• **What you should do**
Convert the lines of the data below, from the line containing "As a warehouse robot's perception module, locate man in the" to the line containing "296, 162, 373, 278", both included, into a numbered list that omits blank lines and excludes all other lines.

┄┄┄┄┄┄┄┄┄┄

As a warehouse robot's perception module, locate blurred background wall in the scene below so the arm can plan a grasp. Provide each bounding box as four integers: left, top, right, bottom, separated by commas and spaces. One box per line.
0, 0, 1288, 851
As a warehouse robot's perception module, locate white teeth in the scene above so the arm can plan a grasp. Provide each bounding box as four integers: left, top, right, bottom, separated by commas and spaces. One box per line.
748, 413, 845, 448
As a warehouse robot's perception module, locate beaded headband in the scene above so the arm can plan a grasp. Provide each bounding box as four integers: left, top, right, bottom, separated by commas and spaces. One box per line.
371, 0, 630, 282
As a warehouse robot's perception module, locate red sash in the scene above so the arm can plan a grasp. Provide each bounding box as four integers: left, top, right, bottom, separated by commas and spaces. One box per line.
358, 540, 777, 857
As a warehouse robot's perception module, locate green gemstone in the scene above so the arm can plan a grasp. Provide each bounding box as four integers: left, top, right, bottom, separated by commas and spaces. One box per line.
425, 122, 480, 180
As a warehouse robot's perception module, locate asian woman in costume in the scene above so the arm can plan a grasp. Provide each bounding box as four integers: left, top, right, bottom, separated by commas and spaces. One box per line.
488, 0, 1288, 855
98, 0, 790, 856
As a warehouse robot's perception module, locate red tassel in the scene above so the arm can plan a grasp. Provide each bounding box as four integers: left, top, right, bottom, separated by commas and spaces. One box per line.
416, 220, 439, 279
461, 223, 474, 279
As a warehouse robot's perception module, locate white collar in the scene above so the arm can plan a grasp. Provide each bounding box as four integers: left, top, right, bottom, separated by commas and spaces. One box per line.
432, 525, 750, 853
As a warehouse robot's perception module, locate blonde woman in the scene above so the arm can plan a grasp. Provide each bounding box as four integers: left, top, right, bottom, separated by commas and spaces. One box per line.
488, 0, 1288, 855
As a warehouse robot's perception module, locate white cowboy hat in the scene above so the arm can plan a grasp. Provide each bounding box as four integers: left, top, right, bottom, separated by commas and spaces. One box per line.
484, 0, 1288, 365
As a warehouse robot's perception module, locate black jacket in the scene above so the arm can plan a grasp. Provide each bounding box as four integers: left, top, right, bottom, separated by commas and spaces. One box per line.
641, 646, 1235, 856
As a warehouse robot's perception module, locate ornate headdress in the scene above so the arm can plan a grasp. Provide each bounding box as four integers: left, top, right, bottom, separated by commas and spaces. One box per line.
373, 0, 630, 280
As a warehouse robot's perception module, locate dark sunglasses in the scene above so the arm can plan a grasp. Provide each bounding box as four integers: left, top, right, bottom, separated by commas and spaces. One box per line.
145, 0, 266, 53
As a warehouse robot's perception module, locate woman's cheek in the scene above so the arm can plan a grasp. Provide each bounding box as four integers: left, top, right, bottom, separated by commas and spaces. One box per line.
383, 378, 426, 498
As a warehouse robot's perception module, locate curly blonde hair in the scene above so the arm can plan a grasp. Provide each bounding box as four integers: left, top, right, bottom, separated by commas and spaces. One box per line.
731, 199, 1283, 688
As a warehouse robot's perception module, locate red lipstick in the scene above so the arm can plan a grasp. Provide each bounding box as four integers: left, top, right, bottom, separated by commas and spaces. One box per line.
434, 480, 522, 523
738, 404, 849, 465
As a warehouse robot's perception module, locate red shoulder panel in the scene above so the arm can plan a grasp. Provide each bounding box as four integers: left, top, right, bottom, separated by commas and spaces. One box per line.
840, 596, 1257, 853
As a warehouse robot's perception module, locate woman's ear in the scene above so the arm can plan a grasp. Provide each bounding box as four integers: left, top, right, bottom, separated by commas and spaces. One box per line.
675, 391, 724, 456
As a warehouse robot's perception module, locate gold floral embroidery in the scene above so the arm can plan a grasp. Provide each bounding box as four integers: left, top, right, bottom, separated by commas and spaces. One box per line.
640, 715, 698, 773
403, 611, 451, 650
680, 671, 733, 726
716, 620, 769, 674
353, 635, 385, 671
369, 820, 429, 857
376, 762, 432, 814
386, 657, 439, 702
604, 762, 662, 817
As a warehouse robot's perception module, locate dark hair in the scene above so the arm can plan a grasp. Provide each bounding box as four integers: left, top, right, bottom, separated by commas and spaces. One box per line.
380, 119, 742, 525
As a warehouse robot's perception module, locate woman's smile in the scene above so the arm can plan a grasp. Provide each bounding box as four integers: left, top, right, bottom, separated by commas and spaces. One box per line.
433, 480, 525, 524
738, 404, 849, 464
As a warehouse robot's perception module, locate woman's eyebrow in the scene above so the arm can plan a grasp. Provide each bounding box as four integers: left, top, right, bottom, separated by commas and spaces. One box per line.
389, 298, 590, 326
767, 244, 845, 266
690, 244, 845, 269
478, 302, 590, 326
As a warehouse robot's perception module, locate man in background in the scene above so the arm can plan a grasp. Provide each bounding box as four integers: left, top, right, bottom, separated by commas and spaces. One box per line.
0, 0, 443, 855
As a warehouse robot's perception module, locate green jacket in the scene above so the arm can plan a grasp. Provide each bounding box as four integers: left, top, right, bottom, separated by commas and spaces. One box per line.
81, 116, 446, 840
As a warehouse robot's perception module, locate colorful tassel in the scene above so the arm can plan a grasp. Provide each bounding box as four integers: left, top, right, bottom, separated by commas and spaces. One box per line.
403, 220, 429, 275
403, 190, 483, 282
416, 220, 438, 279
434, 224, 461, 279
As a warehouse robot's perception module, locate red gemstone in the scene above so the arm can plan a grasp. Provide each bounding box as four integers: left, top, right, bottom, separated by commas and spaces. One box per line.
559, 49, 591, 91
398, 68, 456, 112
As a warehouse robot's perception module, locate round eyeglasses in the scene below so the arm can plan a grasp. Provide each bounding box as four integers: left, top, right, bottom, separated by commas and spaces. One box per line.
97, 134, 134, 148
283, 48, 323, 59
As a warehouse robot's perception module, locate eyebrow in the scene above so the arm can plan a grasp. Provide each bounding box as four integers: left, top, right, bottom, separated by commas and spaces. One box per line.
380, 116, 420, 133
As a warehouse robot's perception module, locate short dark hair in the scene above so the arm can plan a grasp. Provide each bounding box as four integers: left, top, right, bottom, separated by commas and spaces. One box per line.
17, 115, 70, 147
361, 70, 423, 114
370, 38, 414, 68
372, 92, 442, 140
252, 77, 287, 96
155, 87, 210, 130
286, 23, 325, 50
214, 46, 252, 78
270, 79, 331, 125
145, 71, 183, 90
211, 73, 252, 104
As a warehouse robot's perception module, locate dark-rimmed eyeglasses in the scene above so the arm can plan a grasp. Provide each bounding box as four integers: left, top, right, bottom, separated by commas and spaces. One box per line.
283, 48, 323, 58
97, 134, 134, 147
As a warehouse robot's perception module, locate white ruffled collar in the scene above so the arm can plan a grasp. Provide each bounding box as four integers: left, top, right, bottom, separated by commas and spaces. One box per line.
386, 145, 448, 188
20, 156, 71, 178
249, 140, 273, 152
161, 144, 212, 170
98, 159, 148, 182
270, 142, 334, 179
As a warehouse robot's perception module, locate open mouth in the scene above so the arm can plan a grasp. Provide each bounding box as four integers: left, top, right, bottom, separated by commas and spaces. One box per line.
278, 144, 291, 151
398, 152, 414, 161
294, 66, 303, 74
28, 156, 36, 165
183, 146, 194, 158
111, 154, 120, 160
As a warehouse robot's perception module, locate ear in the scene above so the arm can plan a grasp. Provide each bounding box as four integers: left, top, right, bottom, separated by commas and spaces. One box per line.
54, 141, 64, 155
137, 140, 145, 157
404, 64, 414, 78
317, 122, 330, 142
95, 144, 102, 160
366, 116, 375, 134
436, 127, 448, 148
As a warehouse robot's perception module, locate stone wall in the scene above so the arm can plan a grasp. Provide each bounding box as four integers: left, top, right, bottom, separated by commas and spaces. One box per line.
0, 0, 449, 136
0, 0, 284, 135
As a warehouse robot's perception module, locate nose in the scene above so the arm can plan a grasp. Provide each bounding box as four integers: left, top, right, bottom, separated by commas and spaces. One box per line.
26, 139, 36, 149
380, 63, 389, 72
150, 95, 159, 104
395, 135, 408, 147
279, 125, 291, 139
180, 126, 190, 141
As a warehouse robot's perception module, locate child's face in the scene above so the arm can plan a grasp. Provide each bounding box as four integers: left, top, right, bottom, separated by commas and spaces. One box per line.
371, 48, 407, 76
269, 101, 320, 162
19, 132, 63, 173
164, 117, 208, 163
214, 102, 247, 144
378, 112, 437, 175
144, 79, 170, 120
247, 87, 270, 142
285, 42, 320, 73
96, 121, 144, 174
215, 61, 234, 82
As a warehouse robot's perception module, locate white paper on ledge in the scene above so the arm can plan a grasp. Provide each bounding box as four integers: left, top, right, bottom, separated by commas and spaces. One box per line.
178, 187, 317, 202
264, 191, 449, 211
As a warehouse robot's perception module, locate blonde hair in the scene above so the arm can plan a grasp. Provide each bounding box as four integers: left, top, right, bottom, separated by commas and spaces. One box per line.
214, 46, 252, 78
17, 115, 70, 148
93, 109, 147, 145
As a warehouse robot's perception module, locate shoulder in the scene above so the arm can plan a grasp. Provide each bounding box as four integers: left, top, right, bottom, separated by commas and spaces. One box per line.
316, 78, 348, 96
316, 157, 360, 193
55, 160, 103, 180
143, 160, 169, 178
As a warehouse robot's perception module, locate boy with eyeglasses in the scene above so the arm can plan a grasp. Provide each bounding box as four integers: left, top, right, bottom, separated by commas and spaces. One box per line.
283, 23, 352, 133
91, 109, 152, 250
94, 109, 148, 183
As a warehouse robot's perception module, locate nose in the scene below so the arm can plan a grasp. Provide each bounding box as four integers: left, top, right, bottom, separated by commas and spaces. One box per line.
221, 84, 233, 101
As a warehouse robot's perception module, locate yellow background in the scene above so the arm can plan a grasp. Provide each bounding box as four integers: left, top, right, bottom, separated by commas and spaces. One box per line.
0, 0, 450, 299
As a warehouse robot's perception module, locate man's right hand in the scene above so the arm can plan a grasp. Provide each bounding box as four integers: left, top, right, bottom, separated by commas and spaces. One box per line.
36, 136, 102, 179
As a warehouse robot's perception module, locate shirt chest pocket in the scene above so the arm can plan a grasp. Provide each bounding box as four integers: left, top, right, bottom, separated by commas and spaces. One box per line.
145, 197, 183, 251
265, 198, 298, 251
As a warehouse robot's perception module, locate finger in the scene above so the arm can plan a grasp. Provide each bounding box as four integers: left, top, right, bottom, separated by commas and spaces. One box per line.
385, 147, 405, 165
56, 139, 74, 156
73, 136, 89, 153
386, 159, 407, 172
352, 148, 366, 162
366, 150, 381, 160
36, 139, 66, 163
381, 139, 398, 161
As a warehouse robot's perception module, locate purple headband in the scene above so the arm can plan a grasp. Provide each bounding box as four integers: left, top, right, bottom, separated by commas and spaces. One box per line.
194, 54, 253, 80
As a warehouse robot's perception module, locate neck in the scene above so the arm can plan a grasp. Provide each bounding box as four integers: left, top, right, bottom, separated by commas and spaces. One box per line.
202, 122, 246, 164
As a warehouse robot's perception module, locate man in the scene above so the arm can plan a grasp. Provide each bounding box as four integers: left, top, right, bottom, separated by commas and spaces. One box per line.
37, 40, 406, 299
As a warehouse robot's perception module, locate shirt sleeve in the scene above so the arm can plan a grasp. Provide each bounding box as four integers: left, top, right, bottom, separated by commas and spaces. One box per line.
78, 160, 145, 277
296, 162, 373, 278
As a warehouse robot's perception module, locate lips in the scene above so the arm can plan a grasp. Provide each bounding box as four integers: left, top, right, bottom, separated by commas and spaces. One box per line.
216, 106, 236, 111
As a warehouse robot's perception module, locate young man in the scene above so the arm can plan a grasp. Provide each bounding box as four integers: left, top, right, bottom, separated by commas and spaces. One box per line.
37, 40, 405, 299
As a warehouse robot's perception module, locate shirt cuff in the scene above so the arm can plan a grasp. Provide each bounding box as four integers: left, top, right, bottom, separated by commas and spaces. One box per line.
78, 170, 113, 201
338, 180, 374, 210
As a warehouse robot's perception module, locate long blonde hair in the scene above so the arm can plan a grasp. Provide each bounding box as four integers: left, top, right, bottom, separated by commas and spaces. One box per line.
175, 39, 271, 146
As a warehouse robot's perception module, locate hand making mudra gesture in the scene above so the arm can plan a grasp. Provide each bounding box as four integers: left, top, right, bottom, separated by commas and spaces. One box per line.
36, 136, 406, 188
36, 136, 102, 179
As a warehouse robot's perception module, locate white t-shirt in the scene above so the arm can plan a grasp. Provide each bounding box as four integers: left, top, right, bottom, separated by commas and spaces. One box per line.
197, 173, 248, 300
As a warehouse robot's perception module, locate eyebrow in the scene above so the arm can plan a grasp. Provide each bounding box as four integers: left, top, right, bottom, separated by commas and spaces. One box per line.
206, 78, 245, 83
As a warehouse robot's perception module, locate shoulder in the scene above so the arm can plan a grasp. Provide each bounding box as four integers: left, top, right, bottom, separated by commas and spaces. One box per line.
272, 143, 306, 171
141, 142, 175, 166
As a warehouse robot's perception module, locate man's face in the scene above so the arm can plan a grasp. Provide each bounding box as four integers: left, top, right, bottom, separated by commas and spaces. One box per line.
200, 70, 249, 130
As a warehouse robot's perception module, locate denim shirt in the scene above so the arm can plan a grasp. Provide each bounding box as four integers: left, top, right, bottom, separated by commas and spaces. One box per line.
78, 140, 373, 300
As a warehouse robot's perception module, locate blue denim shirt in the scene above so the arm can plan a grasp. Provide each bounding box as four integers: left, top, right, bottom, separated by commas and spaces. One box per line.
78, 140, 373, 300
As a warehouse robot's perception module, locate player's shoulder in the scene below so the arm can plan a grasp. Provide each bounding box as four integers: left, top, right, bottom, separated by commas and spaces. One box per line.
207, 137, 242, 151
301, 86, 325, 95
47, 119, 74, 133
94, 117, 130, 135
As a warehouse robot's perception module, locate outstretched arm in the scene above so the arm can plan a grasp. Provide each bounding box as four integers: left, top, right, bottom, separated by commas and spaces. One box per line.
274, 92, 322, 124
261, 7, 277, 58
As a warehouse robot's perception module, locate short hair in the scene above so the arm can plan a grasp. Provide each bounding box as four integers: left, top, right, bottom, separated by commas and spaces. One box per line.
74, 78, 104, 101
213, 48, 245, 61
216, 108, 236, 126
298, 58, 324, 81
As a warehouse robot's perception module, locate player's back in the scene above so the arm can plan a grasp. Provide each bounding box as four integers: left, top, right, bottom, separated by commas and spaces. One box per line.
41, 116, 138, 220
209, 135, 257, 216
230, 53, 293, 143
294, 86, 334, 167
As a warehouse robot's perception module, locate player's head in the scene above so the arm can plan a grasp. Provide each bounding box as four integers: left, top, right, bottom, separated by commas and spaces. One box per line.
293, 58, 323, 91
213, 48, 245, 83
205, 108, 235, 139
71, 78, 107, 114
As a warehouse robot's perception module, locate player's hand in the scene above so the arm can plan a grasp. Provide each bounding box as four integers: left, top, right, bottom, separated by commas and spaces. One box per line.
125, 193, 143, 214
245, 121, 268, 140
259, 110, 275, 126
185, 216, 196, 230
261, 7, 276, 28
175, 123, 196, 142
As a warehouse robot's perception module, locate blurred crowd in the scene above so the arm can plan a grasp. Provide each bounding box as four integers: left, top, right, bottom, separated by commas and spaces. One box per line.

┄┄┄┄┄┄┄┄┄┄

• **Result**
1. As a warehouse robot's perception module, locate man in the scene above so the arm can plan a grasp. Provide each bounding box as four integers: left, top, right, bottom, separated by commas and spaces. One box per line.
2. 37, 40, 406, 299
3. As a warehouse robot's perception module, locate shirt sleeve in the scene above so the arm can plan a grasp. Provide each bounding box as four integers: left, top, right, bottom, separated by commas and spaces. One box per line.
4. 78, 160, 145, 277
5. 296, 162, 373, 278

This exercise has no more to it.